[Items listed in a dataset]
━━━━━━━━━━━━━━━━
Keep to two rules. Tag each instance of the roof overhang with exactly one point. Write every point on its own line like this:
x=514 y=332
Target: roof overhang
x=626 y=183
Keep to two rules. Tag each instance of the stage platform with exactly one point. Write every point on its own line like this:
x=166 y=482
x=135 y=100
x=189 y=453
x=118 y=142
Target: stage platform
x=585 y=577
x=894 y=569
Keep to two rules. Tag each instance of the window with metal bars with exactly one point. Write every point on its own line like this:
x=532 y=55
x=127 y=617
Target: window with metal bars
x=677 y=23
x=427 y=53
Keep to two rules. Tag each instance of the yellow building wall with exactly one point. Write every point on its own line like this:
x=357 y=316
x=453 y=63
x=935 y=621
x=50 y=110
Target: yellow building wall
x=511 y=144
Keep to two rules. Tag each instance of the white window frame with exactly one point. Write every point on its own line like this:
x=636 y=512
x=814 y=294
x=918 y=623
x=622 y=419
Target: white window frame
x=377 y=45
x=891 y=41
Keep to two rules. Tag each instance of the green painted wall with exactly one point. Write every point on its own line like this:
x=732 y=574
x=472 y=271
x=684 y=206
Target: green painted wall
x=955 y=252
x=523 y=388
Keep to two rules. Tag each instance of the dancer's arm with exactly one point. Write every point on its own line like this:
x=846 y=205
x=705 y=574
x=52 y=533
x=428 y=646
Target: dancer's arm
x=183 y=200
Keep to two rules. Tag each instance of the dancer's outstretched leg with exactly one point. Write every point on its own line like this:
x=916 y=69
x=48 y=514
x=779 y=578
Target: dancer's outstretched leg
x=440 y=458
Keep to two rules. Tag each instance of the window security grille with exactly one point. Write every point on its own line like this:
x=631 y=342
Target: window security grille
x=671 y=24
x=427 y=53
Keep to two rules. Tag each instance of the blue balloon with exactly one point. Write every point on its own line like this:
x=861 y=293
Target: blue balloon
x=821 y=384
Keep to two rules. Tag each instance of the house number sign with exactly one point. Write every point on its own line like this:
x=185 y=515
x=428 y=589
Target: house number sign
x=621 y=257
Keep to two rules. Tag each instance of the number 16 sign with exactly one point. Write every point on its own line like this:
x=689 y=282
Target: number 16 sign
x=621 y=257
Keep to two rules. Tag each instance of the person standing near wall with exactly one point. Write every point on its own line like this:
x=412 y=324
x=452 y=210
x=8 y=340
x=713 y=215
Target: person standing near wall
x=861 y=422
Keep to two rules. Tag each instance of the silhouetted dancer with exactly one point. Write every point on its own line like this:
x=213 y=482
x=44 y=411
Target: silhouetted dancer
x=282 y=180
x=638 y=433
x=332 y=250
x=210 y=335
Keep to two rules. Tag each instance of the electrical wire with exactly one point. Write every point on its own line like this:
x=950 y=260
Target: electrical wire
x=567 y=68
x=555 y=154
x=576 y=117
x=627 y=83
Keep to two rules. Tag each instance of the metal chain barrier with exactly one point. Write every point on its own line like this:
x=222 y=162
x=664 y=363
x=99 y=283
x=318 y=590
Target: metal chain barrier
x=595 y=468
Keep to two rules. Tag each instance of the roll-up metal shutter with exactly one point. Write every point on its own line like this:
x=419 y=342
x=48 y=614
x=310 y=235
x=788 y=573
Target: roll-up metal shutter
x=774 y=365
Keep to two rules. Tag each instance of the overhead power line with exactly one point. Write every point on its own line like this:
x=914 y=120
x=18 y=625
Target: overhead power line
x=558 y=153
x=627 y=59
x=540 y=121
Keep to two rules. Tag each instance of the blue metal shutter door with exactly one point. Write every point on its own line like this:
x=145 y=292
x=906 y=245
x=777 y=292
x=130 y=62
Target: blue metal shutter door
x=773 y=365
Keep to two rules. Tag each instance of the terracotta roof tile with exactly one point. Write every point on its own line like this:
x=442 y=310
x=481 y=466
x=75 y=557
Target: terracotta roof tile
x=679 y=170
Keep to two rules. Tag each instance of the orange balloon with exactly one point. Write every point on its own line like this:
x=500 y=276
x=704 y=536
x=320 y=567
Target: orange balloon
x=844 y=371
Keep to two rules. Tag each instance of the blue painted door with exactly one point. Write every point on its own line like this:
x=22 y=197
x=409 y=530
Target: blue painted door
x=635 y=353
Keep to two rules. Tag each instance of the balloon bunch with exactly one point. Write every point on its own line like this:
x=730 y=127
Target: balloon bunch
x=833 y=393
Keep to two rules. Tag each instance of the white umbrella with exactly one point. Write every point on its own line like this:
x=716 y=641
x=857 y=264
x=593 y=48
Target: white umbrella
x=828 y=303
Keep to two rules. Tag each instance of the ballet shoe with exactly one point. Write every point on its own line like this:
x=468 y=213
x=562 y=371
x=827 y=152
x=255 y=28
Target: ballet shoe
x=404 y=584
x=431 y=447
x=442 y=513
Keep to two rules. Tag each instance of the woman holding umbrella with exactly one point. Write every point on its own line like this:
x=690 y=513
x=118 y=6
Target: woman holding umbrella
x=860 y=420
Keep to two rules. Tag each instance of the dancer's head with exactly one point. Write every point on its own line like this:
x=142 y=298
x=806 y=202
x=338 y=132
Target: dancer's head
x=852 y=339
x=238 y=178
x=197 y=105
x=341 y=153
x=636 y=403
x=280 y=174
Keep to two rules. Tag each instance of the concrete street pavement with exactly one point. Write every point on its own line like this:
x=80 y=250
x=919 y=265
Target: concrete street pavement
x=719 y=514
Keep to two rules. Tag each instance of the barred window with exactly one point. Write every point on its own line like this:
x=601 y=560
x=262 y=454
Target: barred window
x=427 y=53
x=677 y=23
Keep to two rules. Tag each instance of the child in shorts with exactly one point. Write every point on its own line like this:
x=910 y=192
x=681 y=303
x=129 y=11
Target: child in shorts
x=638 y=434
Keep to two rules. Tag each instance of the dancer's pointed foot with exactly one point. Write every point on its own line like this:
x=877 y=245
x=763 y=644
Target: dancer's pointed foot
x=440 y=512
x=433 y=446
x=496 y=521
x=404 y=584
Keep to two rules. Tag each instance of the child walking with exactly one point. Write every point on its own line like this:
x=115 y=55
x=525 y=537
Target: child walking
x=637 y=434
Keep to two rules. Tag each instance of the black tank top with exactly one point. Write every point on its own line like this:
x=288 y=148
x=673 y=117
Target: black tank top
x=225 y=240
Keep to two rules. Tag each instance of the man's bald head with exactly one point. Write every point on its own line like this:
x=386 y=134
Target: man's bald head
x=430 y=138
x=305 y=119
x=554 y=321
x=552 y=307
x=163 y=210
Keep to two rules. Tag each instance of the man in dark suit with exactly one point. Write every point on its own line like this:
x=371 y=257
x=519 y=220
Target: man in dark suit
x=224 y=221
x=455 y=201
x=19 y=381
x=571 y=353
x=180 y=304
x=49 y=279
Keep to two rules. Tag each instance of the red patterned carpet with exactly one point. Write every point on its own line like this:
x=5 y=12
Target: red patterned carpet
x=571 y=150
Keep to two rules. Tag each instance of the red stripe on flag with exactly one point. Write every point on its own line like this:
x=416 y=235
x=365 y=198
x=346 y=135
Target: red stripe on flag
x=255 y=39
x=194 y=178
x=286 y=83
━━━━━━━━━━━━━━━━
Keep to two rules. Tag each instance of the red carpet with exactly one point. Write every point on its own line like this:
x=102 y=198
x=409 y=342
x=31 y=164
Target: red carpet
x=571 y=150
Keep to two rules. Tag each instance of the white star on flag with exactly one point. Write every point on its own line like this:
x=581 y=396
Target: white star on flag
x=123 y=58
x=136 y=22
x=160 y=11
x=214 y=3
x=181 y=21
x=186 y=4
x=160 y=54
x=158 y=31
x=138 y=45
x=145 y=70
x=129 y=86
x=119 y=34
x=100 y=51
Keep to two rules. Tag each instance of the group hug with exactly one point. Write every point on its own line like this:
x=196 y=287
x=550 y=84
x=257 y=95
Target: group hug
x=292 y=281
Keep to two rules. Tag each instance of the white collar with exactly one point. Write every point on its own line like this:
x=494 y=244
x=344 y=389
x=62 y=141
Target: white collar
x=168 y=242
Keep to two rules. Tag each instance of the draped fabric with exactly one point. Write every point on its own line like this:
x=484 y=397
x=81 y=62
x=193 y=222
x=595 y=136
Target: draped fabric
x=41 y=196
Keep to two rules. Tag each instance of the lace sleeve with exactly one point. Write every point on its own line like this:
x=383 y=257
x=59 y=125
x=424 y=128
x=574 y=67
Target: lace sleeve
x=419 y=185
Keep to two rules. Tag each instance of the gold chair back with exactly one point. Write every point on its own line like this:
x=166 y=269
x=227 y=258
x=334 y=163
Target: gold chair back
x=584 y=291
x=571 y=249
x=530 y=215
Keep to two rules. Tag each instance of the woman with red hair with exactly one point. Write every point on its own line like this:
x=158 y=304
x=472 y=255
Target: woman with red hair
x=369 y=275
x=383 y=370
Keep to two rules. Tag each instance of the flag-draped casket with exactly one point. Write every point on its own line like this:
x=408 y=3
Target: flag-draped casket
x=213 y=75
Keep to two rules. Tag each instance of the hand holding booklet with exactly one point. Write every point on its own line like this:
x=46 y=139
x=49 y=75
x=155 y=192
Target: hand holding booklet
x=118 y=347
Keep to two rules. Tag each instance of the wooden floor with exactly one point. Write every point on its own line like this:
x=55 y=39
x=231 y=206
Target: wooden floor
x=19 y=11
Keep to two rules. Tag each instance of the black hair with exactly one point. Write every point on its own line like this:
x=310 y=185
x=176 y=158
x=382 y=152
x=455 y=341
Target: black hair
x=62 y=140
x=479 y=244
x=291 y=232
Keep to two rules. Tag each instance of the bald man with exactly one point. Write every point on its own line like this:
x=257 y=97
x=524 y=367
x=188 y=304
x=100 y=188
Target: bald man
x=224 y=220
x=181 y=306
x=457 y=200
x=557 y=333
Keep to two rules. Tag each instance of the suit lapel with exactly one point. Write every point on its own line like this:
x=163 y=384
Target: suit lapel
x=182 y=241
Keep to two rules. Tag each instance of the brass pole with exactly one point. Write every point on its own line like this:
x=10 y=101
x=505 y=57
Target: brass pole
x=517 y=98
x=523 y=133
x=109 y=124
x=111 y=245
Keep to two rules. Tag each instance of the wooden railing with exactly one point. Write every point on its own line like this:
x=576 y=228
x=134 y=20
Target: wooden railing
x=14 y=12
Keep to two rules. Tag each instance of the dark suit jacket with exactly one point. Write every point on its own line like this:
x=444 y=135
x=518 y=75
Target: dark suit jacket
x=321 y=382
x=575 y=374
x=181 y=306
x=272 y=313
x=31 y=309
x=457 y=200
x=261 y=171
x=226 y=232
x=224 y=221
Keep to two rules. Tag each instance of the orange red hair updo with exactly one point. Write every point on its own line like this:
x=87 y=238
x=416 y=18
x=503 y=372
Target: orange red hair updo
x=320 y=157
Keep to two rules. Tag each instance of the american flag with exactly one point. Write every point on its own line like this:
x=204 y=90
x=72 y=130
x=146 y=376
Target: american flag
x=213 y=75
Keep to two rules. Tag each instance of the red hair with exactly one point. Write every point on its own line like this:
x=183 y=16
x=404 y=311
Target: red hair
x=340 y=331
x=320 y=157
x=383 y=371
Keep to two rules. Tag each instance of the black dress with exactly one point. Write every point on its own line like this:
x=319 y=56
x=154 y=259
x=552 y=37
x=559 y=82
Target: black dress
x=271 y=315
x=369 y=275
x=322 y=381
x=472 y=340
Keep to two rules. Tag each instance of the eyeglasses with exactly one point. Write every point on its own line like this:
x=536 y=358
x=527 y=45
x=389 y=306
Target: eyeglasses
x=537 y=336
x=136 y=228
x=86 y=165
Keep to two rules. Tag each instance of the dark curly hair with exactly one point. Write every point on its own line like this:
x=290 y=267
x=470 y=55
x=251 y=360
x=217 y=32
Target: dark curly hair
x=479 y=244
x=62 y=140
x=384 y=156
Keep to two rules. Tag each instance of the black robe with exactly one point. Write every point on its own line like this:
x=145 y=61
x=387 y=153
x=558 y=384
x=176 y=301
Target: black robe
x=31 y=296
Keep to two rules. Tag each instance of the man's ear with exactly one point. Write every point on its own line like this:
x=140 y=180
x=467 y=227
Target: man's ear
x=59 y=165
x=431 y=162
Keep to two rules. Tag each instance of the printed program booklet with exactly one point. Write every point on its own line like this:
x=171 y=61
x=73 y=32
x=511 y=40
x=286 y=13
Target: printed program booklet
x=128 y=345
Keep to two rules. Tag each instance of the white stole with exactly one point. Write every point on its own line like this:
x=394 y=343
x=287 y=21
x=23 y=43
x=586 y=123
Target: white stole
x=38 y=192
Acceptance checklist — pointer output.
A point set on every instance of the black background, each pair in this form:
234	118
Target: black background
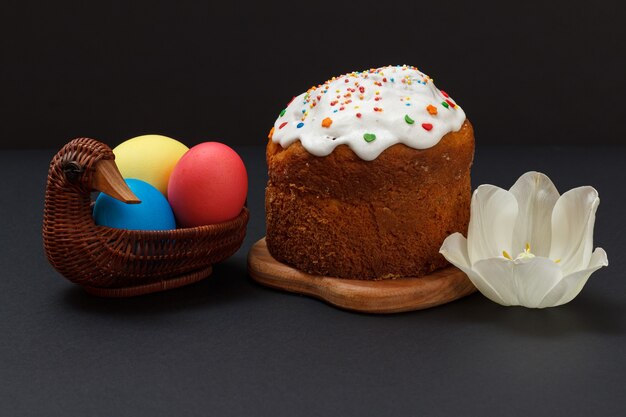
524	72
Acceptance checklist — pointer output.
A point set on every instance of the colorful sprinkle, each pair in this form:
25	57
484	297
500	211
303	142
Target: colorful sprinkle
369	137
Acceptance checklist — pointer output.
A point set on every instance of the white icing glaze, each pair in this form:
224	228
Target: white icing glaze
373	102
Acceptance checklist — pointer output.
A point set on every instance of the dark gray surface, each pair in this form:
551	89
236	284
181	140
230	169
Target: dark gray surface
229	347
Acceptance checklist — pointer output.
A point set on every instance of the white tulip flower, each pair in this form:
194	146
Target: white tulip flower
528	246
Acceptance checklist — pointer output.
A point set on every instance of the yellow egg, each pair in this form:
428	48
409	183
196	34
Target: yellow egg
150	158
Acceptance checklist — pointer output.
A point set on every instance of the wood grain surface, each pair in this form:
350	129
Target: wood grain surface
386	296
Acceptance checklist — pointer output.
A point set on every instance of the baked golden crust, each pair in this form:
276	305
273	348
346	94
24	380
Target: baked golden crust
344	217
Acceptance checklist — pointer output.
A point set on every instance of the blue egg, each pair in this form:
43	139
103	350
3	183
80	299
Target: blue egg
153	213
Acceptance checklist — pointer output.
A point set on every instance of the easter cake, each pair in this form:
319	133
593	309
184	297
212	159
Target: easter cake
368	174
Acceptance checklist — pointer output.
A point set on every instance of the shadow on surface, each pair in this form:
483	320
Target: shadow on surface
━━━━━━━━━━━━━━━━
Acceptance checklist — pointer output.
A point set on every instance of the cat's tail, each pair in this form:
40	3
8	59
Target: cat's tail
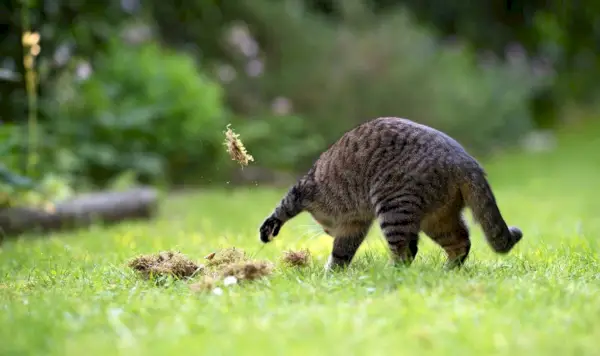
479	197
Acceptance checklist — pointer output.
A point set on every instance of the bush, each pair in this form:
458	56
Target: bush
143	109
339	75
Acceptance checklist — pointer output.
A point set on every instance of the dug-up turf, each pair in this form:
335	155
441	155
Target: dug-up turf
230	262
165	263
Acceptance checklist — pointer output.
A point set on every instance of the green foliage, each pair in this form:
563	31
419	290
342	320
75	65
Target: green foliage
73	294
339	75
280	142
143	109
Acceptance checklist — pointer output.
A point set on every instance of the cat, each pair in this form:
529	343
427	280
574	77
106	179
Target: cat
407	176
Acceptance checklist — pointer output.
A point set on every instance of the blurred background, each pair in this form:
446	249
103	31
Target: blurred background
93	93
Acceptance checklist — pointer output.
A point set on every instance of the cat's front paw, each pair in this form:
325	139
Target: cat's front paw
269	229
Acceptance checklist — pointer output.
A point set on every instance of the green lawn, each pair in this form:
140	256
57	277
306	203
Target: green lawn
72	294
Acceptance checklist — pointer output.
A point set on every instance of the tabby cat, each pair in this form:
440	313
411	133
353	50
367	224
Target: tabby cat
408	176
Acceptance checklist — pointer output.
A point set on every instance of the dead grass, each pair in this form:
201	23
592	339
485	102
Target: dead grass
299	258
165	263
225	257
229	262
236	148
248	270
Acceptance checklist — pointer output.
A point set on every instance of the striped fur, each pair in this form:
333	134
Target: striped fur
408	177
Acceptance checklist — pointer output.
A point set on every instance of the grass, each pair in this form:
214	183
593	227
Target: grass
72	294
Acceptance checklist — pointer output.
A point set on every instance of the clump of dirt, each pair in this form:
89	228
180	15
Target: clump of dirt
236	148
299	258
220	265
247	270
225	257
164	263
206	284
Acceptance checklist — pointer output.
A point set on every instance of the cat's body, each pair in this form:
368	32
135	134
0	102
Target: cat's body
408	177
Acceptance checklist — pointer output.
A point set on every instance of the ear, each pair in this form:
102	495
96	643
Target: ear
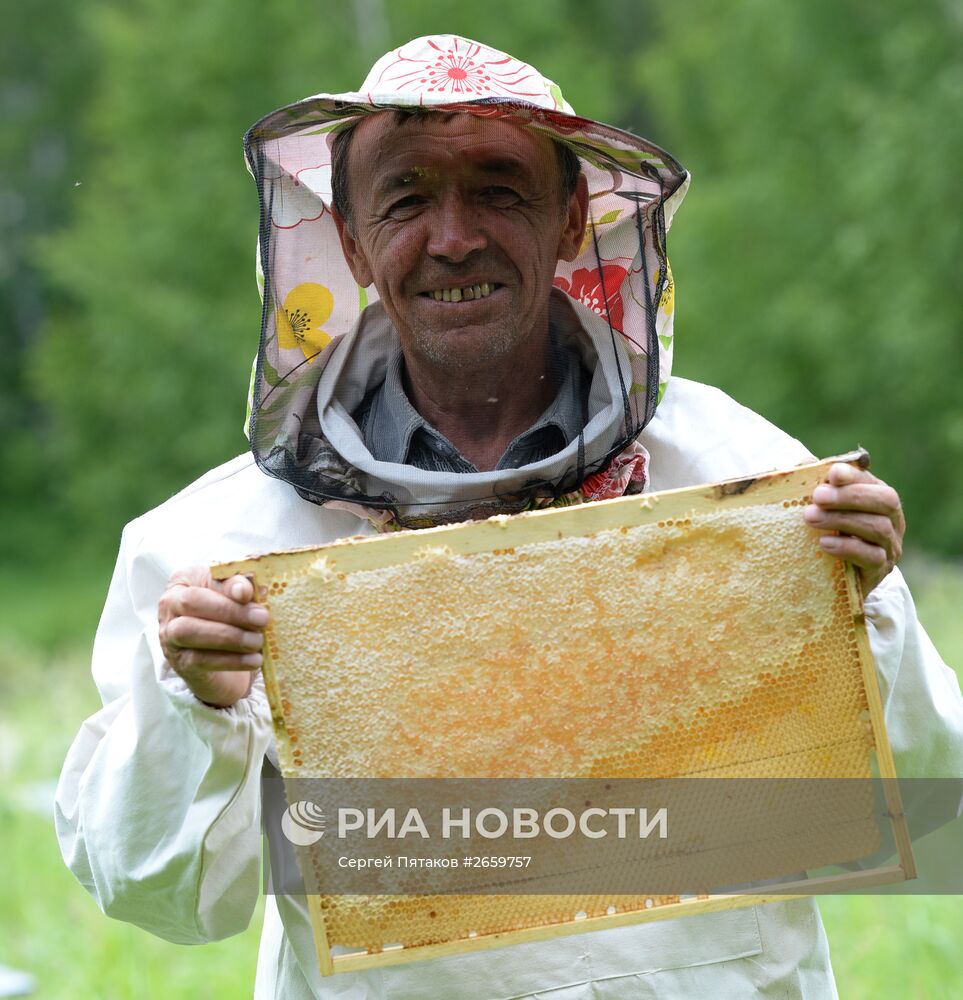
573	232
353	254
━━━━━━━━━━━━━━━━
**The request**: Rewrite the part that opens with the line containing "Keep to two rules. Tag each instance of the roof" and closes with the line containing "x=511 y=144", both lines included, keeping every line, requests and their format samples unchanged. Scale only the answer coordinates by 0.95, rounding each to a whole number with halves rounded up.

**Task output**:
Keep to two rules. Tag each instance of the roof overhang with exactly one point. Write every point on its own line like this:
x=514 y=332
Target: roof overhang
x=595 y=174
Keep to two rules. Tag each instance of the stage platform with exactly one point. Write every point on its own line like this:
x=166 y=482
x=135 y=100
x=189 y=453
x=118 y=142
Target: stage platform
x=556 y=548
x=849 y=541
Keep to two rules. Tag each instance of the window with metal bars with exactly one point. Write every point on its own line like this:
x=532 y=55
x=127 y=617
Target: window with metal bars
x=643 y=22
x=406 y=50
Keep to two rules. Tag each instance of the yellow building wall with exactly one point. Write every point on its own line like this:
x=357 y=316
x=453 y=63
x=935 y=621
x=50 y=110
Target: yellow building wall
x=485 y=137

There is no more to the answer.